## TEXTE DU DOCUMENT
----
Suresnes, le laboratoire de la réforme ?

Ainsi dès le 1er avril, les 1.300 agents municipaux verront leur rémunération fluctuer en fonction de la qualité de leur travail. « Il s’agit de faire en sorte que ceux qui sont moins motivés le soient davantage. Et que ceux qui sont déjà motivés ne se démotivent pas », a expliqué le maire Christian Dupuy étiqueté « Les Républicains ».

Une note variant de « très insuffisant » à « exceptionnel » viendra sanctionner dès l’an prochain le salaire de ces fonctionnaires. Ainsi, un agent de catégorie A dont le régime indemnitaire était de 100 euros par mois, pourra toucher 135 euros en cas de bonne note et 85 euros dans le cas contraire. Comme dans le privé, il ne fait aucun doute que les notes les plus élevées, comme leur nom l’indique, resteront « exceptionnel[les] », tandis que les mauvaises notes feront légion : un « mérite » qui après le gel du point d’indice depuis 2010 préfigure encore une baisse de salaire déguisée.

Au maire de Suresnes de justifier ensuite que ces mesures ne coûteront pas cher. Christian Dupuis pense tout au contraire que « c’est une bonne nouvelle, parce-que nos agents s’impliqueront d’avantage et que par conséquent, avec les départs en retraite, on ne sera pas obligé de renouveler tout le monde, et on pourra faire aussi bien, voire mieux avec moins d’agents ». 

Les objectifs sont limpides. Baisse des salaires, pression au rendement, baisse du nombre d’effectifs, tout ça à coup de « dialogue social » pour appliquer à l’échelle des collectivités locales le plan d’austérité acte 3 du budget 2017.

Suresnes. Capitale française du « dialogue social »

Suresnes n’a pas été choisie par hasard. Reconnue par l’Organisation Internationale du Travail (OIT) pour ses « bonnes pratiques », notamment en « dialogue social », le maire de Suresnes a su construire des relations « sociales apaisées et constructives ».
----
[Enregistrements de points étiquetés]
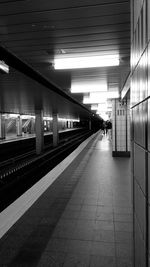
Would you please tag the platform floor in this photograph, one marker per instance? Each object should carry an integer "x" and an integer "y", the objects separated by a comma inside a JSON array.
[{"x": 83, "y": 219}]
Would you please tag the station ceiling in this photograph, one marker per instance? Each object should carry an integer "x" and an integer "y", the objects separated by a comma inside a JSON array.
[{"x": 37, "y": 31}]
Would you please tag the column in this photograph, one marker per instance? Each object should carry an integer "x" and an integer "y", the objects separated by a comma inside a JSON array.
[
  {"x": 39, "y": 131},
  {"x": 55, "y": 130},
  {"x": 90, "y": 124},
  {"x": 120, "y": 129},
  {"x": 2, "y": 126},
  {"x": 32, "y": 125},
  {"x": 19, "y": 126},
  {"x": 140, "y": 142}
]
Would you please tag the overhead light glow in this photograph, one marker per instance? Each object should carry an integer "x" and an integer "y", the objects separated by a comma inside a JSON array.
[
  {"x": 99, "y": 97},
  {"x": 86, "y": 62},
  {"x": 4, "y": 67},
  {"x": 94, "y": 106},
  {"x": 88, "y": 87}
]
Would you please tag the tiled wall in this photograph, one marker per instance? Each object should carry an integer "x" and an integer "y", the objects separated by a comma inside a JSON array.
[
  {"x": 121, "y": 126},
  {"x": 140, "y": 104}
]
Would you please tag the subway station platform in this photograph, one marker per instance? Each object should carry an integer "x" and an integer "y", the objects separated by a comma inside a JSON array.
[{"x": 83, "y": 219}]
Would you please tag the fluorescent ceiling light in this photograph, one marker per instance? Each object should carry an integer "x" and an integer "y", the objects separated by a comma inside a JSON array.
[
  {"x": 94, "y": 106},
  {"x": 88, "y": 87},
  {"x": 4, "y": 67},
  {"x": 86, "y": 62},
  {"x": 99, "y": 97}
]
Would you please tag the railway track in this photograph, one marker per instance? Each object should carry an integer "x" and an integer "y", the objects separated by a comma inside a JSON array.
----
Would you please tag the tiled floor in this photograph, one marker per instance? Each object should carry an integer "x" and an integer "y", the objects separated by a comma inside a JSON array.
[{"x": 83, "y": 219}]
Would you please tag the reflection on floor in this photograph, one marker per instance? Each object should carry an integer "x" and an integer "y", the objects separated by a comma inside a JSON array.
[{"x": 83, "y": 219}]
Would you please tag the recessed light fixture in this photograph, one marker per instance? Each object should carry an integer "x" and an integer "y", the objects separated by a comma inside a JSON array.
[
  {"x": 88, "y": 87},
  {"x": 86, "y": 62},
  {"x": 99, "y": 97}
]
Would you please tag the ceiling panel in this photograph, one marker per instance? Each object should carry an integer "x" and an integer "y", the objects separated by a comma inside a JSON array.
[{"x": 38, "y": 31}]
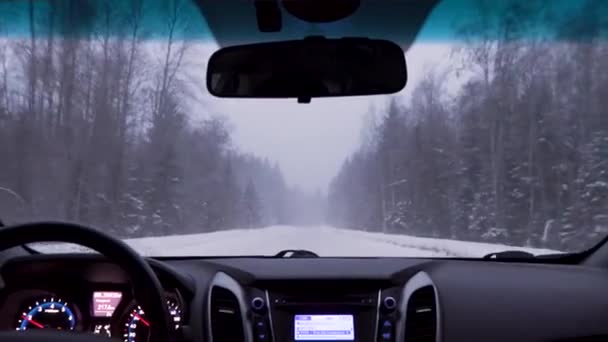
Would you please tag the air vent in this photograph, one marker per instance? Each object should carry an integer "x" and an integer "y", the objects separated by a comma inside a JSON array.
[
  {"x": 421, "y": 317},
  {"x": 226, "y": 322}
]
----
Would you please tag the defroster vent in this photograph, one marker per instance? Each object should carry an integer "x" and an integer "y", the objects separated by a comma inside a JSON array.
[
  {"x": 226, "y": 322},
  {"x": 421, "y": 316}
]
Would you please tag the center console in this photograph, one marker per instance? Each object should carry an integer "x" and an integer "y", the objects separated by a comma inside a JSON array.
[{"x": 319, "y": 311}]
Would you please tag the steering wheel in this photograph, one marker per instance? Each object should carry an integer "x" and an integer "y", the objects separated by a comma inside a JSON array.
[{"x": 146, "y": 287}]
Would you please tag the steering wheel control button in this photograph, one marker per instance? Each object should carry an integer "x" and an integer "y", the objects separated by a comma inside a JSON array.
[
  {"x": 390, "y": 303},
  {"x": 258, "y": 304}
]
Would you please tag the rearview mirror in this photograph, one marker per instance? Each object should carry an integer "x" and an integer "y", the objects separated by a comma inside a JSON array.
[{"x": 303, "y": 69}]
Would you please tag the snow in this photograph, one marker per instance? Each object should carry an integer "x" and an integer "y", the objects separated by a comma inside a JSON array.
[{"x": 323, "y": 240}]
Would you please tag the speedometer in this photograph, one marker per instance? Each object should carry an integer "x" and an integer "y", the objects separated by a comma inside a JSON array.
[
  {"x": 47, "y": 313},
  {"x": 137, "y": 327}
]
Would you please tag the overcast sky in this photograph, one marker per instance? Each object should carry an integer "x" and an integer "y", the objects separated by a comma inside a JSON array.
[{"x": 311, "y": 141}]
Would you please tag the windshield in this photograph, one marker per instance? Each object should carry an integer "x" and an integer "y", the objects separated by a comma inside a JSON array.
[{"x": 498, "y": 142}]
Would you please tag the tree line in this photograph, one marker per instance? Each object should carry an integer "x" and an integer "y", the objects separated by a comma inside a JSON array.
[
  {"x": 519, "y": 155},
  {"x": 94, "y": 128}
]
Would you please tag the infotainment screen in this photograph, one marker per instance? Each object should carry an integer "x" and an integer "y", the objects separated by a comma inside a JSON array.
----
## TRAVAIL DEMANDÉ
a. Recopiez les lignes des enregistrements situées entre celle qui contient « Would you please tag the subway » et celle qui contient « Would you please tag the railway », incluses, demandes comprises, en ajoutant 136 à chaque coordonnée x et y des réponses et en laissant les demandes inchangées.
b. Prolongez l'article sur la rémunération au mérite des agents municipaux de Suresnes à partir de sa dernière phrase.

## RÉSULTATS PAR TÂCHE
a.
Would you please tag the subway station platform in this photograph, one marker per instance? Each object should carry an integer "x" and an integer "y", the objects separated by a comma inside a JSON array.
[{"x": 219, "y": 355}]
Would you please tag the fluorescent ceiling light in this photograph, one marker per instance? Each object should carry an integer "x" and an integer "y", the objects separated by a comma inside a JSON array.
[
  {"x": 230, "y": 242},
  {"x": 224, "y": 223},
  {"x": 140, "y": 203},
  {"x": 222, "y": 198},
  {"x": 235, "y": 233}
]
Would you please tag the railway track in this photograph, one marker per instance? Each object should carry an integer "x" and an integer "y", the objects separated by a comma inside a JSON array.

b.
Pour ce faire, la solution miracle du maire de droite a consisté à « valoriser » la « fonction » de syndicaliste et ce en « investissant dans leur formation ». Chaque année, il enjoint des syndicalistes, triés sur le volet, les moins combattifs et les plus malléables, à passer une certification de « culture économique et sociale » sur les bancs de Sciences Po, l’ancienne école du ministre Macron.

Dix jours de formation, sanctionnés par un diplôme, qui leur permettent « d’accroître leur connaissance des enjeux sociaux, et d’améliorer leur propre technique de négociation », autrement dit apprendre à collaborer pour faire passer les contre-réformes à l’échelle de la collectivité.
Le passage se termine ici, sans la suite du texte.